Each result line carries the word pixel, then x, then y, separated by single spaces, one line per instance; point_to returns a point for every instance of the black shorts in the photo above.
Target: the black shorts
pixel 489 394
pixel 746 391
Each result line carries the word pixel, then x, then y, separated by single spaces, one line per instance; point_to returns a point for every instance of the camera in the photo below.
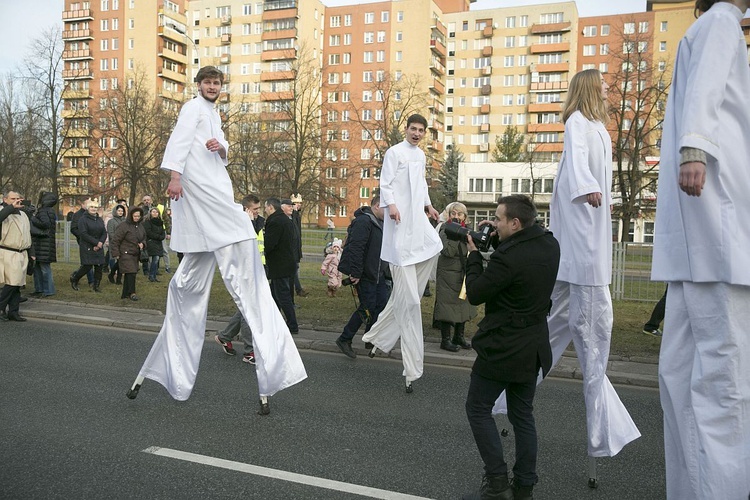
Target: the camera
pixel 456 232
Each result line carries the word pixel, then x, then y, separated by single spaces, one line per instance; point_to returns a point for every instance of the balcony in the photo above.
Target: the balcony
pixel 547 86
pixel 269 76
pixel 437 86
pixel 77 15
pixel 77 35
pixel 543 48
pixel 276 55
pixel 175 76
pixel 438 48
pixel 279 34
pixel 72 55
pixel 546 107
pixel 77 74
pixel 537 29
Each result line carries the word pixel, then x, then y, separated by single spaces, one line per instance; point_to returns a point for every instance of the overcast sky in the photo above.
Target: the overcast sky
pixel 24 20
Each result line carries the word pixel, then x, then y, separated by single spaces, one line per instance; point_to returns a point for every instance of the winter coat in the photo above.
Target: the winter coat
pixel 513 339
pixel 330 267
pixel 124 245
pixel 91 231
pixel 279 241
pixel 155 233
pixel 449 280
pixel 361 255
pixel 45 220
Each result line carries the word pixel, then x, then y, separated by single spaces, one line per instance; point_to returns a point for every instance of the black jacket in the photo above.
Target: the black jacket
pixel 361 255
pixel 279 241
pixel 513 339
pixel 45 220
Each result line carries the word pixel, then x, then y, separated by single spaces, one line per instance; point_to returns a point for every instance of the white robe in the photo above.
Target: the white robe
pixel 206 217
pixel 402 182
pixel 700 247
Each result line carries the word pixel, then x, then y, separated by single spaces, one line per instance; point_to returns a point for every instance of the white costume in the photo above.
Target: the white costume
pixel 213 230
pixel 581 302
pixel 701 247
pixel 411 247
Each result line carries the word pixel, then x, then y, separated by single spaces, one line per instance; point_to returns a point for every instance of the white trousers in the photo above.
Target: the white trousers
pixel 402 317
pixel 583 314
pixel 175 355
pixel 704 382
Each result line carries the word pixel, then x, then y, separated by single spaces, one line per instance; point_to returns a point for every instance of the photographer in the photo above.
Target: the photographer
pixel 361 261
pixel 512 343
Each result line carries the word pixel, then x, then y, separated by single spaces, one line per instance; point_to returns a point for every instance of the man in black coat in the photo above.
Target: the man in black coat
pixel 512 342
pixel 280 259
pixel 361 261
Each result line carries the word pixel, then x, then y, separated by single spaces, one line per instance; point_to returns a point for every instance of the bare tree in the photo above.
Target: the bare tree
pixel 638 92
pixel 131 130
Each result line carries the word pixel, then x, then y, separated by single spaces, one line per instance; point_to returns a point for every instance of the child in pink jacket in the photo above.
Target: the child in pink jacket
pixel 330 266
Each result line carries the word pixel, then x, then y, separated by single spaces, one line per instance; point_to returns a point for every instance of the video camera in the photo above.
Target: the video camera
pixel 456 232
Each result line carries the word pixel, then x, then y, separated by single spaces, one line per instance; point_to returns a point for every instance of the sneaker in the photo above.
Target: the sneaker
pixel 346 348
pixel 654 333
pixel 249 358
pixel 227 346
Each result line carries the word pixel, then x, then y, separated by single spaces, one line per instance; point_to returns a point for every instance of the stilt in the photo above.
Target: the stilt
pixel 593 483
pixel 133 391
pixel 264 408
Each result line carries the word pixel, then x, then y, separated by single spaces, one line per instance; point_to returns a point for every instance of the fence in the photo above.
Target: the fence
pixel 631 262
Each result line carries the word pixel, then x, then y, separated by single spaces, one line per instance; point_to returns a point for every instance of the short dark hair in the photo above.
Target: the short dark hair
pixel 275 203
pixel 250 199
pixel 415 118
pixel 519 206
pixel 209 72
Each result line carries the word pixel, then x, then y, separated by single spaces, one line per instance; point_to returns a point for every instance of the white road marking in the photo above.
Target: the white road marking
pixel 280 474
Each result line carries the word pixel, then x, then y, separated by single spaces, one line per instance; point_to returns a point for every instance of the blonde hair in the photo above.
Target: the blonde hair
pixel 585 95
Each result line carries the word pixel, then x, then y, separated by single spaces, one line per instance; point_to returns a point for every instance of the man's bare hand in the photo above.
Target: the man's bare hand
pixel 393 213
pixel 594 199
pixel 174 189
pixel 692 177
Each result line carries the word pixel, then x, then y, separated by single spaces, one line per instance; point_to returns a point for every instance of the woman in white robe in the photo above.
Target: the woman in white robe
pixel 701 245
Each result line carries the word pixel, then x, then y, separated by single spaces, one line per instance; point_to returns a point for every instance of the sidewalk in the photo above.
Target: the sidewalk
pixel 636 372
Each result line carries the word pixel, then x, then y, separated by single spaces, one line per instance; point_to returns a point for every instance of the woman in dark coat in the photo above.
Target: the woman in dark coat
pixel 118 217
pixel 452 312
pixel 126 246
pixel 43 226
pixel 154 235
pixel 92 235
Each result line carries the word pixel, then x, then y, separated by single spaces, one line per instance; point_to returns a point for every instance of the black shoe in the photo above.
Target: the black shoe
pixel 346 348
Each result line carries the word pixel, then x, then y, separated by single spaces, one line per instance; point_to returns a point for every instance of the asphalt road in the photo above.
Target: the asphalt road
pixel 68 431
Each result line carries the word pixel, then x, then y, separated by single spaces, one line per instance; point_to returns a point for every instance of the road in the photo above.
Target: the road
pixel 68 431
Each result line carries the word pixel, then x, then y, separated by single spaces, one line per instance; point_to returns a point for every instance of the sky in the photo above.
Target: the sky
pixel 25 20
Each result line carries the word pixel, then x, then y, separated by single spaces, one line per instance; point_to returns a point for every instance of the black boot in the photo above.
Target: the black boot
pixel 522 492
pixel 445 332
pixel 458 336
pixel 493 488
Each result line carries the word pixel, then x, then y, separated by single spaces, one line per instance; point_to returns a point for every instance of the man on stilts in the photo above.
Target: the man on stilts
pixel 411 246
pixel 196 156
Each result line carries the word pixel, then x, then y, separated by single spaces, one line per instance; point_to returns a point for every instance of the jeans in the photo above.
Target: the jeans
pixel 372 300
pixel 282 290
pixel 153 266
pixel 482 395
pixel 44 282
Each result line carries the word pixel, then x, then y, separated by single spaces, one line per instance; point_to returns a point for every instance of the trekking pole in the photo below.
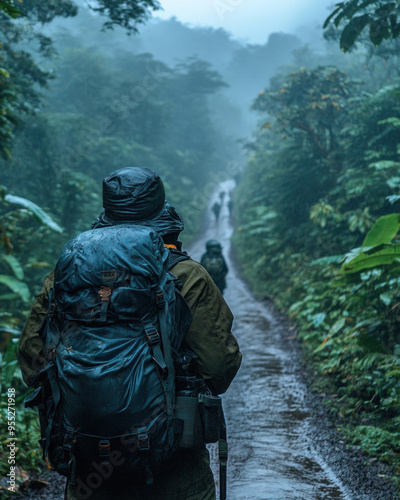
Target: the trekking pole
pixel 223 458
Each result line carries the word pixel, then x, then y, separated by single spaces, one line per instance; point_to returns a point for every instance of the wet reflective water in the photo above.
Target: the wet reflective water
pixel 270 455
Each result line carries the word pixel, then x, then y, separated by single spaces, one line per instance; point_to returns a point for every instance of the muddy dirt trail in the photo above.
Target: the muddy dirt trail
pixel 272 454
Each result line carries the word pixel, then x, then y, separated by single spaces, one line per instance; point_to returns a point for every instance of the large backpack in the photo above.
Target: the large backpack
pixel 115 325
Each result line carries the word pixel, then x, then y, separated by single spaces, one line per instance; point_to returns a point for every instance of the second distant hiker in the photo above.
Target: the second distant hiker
pixel 214 262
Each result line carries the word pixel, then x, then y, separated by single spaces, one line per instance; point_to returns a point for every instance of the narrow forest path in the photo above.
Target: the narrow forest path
pixel 271 454
pixel 272 428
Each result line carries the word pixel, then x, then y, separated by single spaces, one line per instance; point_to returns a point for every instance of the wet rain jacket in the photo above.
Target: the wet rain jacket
pixel 209 337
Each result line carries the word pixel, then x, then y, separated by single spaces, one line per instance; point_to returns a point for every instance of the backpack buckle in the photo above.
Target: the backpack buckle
pixel 143 442
pixel 105 294
pixel 153 337
pixel 104 450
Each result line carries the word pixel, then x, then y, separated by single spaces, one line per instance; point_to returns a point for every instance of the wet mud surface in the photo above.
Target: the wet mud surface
pixel 282 445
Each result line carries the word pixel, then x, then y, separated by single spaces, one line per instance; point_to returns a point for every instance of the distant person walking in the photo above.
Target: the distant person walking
pixel 216 208
pixel 230 206
pixel 214 262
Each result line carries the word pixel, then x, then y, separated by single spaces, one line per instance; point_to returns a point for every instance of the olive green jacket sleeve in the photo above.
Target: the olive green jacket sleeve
pixel 30 353
pixel 209 335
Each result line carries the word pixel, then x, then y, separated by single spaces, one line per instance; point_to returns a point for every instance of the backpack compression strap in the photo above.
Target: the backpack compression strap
pixel 175 256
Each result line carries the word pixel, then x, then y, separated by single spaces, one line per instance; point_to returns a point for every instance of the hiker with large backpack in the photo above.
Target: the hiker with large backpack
pixel 214 262
pixel 128 346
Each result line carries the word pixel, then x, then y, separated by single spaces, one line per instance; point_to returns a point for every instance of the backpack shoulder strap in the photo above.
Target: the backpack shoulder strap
pixel 176 256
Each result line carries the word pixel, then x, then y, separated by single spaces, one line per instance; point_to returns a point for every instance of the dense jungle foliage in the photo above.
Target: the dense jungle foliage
pixel 71 113
pixel 322 169
pixel 317 212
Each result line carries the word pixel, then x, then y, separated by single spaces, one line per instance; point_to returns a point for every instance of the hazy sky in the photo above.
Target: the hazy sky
pixel 251 20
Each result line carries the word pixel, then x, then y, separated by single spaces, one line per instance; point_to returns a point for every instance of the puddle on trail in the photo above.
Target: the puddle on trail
pixel 270 455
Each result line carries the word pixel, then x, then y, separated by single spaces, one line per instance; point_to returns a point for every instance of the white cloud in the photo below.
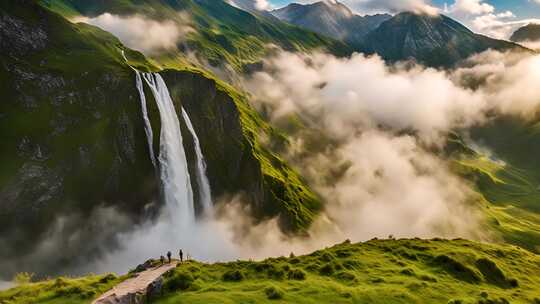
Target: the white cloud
pixel 387 6
pixel 472 7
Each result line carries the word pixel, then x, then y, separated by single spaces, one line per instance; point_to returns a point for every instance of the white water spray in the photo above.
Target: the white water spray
pixel 175 177
pixel 202 180
pixel 147 125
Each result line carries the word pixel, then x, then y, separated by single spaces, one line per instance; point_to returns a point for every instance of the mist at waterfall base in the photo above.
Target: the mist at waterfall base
pixel 176 228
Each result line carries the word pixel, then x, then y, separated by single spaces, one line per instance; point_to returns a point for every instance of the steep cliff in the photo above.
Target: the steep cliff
pixel 74 154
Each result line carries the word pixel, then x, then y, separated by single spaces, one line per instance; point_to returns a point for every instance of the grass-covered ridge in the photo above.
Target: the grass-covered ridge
pixel 223 33
pixel 62 290
pixel 377 271
pixel 504 172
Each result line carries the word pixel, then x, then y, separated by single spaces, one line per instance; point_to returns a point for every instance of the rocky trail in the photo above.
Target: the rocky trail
pixel 135 290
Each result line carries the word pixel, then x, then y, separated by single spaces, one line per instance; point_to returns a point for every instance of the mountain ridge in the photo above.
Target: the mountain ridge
pixel 331 19
pixel 437 41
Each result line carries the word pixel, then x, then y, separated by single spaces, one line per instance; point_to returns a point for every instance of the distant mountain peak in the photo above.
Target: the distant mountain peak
pixel 434 40
pixel 529 32
pixel 331 18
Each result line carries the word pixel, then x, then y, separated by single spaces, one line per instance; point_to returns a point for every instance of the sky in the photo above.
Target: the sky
pixel 521 8
pixel 495 18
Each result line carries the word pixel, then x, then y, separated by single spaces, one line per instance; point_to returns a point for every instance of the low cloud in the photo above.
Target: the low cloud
pixel 140 33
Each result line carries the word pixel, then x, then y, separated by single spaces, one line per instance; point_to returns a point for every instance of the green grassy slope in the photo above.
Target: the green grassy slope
pixel 61 290
pixel 377 271
pixel 73 142
pixel 508 179
pixel 223 33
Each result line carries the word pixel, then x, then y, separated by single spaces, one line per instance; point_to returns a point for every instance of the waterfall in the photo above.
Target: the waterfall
pixel 147 125
pixel 202 180
pixel 172 157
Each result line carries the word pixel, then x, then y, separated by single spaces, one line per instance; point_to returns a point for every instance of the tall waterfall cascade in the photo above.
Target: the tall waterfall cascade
pixel 173 165
pixel 147 125
pixel 202 179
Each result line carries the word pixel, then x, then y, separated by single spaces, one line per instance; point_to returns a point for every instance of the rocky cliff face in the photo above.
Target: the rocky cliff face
pixel 431 40
pixel 530 32
pixel 75 164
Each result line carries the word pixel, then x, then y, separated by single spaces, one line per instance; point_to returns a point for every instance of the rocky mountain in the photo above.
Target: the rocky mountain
pixel 530 32
pixel 332 19
pixel 431 40
pixel 74 153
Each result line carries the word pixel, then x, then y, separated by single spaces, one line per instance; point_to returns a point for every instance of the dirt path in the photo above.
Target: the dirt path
pixel 134 285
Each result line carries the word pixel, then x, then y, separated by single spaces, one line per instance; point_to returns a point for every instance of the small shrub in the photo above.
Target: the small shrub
pixel 327 269
pixel 343 253
pixel 377 280
pixel 179 281
pixel 274 293
pixel 107 278
pixel 60 282
pixel 69 291
pixel 346 295
pixel 345 276
pixel 275 273
pixel 407 272
pixel 296 274
pixel 492 273
pixel 22 278
pixel 457 269
pixel 428 278
pixel 88 294
pixel 294 261
pixel 513 283
pixel 327 257
pixel 351 264
pixel 233 276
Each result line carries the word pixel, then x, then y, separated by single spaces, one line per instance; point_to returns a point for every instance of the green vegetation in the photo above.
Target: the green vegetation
pixel 507 178
pixel 377 271
pixel 61 290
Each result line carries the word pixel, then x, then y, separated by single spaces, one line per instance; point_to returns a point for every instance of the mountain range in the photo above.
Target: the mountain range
pixel 331 19
pixel 437 41
pixel 74 150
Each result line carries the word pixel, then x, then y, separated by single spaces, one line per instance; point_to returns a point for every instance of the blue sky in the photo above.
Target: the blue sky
pixel 521 8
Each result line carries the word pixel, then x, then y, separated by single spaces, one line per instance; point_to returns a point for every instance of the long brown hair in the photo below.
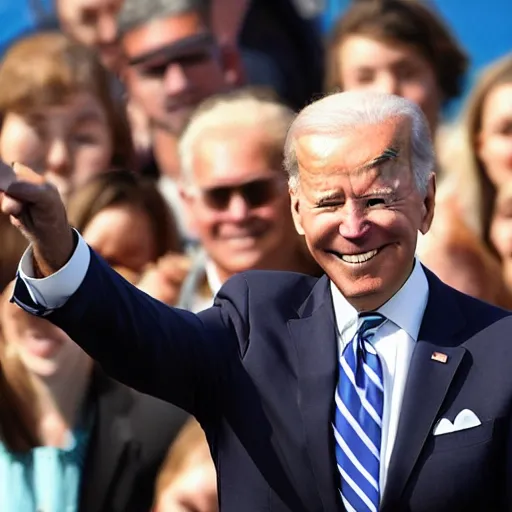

» **About this task**
Return every line of the entries above that the string "below" appears in.

» **Solution to this exercise**
Each result line carries the word pixel, then x, then y, separated by single spaces, one line per instance; point_to returns a point for every instance of the camera in the photo below.
Each result line carries the word pixel, then x, then y, separated by single spaces, one line per instance; point_to returns a point for every instance of the trekking pole in the photo below.
Each result line carries the word pixel, then x, then y, separated by single spaces, one line per instance; point_to returns a point for every instance of the white cloud in the photo below.
Each result line carries the word pixel, then x, then y, separated by single spaces, one line per instance; point_to returns a point for every instance of the long brown hair in the photo below.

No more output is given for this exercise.